Instructions for the task: Copy every record word for word.

Location identification items:
»»

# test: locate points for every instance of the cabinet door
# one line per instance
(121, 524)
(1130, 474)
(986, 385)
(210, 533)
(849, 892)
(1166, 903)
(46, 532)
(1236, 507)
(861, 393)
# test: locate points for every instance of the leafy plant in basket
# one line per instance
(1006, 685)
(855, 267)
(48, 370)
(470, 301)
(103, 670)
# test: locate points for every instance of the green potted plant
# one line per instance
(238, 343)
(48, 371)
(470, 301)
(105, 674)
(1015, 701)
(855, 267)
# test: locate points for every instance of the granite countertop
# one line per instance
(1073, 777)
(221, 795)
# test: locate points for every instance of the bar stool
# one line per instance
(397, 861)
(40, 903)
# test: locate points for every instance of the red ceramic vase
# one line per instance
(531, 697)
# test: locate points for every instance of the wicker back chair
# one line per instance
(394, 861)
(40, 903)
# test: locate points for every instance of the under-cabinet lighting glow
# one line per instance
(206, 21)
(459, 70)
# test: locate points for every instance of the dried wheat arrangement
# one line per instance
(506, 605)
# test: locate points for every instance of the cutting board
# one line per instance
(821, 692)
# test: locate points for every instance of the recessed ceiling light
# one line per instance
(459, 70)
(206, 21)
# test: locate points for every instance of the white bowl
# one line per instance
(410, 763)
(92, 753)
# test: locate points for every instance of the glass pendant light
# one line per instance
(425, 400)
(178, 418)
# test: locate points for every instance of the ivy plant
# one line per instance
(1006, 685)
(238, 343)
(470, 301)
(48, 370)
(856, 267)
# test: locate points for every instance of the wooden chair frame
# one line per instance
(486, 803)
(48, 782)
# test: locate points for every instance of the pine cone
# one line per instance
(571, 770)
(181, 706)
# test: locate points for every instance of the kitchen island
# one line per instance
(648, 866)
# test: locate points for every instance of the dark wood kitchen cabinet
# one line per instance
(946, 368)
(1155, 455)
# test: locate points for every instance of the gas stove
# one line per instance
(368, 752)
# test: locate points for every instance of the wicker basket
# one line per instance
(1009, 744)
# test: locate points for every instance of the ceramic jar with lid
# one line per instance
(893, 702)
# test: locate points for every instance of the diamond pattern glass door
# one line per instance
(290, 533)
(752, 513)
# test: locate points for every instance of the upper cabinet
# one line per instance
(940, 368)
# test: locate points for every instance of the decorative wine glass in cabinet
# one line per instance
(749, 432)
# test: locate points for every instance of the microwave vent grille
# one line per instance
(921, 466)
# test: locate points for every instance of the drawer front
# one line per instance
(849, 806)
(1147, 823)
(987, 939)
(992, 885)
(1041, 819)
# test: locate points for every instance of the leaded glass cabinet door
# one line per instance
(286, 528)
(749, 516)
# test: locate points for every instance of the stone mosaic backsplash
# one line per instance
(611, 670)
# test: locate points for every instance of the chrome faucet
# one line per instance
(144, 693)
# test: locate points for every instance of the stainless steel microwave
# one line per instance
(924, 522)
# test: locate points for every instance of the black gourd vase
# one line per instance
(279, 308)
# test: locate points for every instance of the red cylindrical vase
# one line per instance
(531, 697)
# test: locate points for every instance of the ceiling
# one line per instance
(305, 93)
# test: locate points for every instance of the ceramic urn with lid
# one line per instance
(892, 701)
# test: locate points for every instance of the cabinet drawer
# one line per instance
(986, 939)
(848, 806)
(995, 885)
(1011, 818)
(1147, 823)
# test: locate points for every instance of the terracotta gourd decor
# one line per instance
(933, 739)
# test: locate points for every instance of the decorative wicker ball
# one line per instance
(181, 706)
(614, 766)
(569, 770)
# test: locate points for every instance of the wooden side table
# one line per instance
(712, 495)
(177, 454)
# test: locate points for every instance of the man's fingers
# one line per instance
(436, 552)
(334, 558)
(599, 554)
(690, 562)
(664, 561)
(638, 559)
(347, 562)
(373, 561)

««

Response to the exercise:
# test: locate points for every instance of the cabinet door
# one line per instance
(121, 524)
(1130, 474)
(986, 385)
(210, 533)
(849, 892)
(1166, 903)
(46, 532)
(1236, 507)
(861, 393)
# test: locate points for every instance of the leafy plant in basket
# one line per instance
(1006, 685)
(855, 267)
(48, 370)
(470, 301)
(103, 670)
# test: locate points for every instance of the green potted plant
# one line per instance
(238, 343)
(48, 371)
(470, 301)
(105, 674)
(1015, 701)
(855, 267)
# test: locate points for every instance of the granite countertop
# one line per instance
(1073, 777)
(221, 795)
# test: locate points for every instance of the bar stool
# one line per instance
(397, 861)
(40, 903)
# test: locate points for every instance of the red ceramic vase
# one line per instance
(531, 697)
# test: locate points for every instance of the wicker back chair
# one line per instance
(394, 861)
(40, 903)
# test: locate points for every instance of the under-cabinet lighting glow
# one line per instance
(206, 21)
(459, 70)
# test: locate points for every instance of the dried wheat arrangement
# one line per instance
(506, 605)
# test: locate points for every instance of the cutting board
# one line per instance
(821, 692)
# test: locate points for every instance of the recessed ceiling light
# one line per instance
(459, 70)
(206, 21)
# test: locate points for every instance of the white bowl
# one line per instance
(410, 763)
(92, 753)
# test: locate points for every instance of the glass pendant light
# one line per instance
(425, 400)
(178, 418)
# test: locate points for every instance of the ivy plant
# one line per instance
(1006, 685)
(238, 343)
(470, 301)
(48, 370)
(856, 267)
# test: locate points for every instance of the wooden chair frame
# one line per instance
(486, 803)
(48, 782)
# test: locate points for every instance of the pine cone
# one line per instance
(571, 770)
(181, 706)
# test: locate points for every instance of the kitchen island
# one line per instance
(648, 866)
# test: locate points for every instance of the dark wood kitchen cabinet
# one line per instance
(946, 368)
(1155, 455)
# test: locate points for every instance of the gas stove
# one line per instance
(368, 752)
# test: locate points for every instance of the wicker basket
# one line per instance
(1009, 744)
# test: locate points for every instance of the ceramic jar with lid
# one line per instance
(893, 702)
# test: locate points for every instance of the diamond pattern glass door
# one line per instance
(290, 533)
(752, 513)
# test: locate points for every instance of the upper cabinet
# one line per instance
(940, 368)
# test: locate points for every instance of the decorative wine glass in cabinet
# one line per instance
(749, 432)
# test: locate points for every instance of the microwave vent grille
# one line per instance
(921, 466)
# test: locate points for every instance of the drawer front
# one line per instance
(849, 806)
(1147, 823)
(987, 939)
(992, 885)
(1041, 819)
# test: locate points for every instance of the leaded glass cabinet door
# one line per instance
(286, 528)
(749, 516)
# test: locate points for every instance of the stone mosaic backsplash
# one line per instance
(611, 670)
# test: locate points for every instance of the chrome faucet
# one line per instance
(144, 693)
# test: locate points for every instance of the stainless steel microwave
# one line per instance
(924, 522)
# test: locate points for every instance of the black gourd vase
# one line per instance
(279, 308)
# test: locate points for every instance of the red cylindrical vase
# one line per instance
(531, 697)
# test: locate points for every instance of the ceiling
# one line per instance
(305, 93)
# test: locate points for every instance of the ceramic urn with lid
# one line per instance
(892, 701)
# test: locate points for every instance of the cabinet drawer
# one line per instance
(986, 939)
(848, 806)
(995, 885)
(1011, 818)
(1147, 823)
# test: locate points for every instance of the terracotta gourd decor
# one line per instance
(933, 739)
# test: locate points for every instance of the decorative wicker ball
# one line per instance
(181, 706)
(614, 766)
(569, 770)
# test: locate points for every instance of the wooden side table
# one line per instance
(712, 495)
(177, 454)
# test: locate points for every instance of the man's fingers
# one line per instance
(436, 552)
(334, 558)
(599, 554)
(690, 562)
(664, 561)
(638, 559)
(347, 562)
(373, 561)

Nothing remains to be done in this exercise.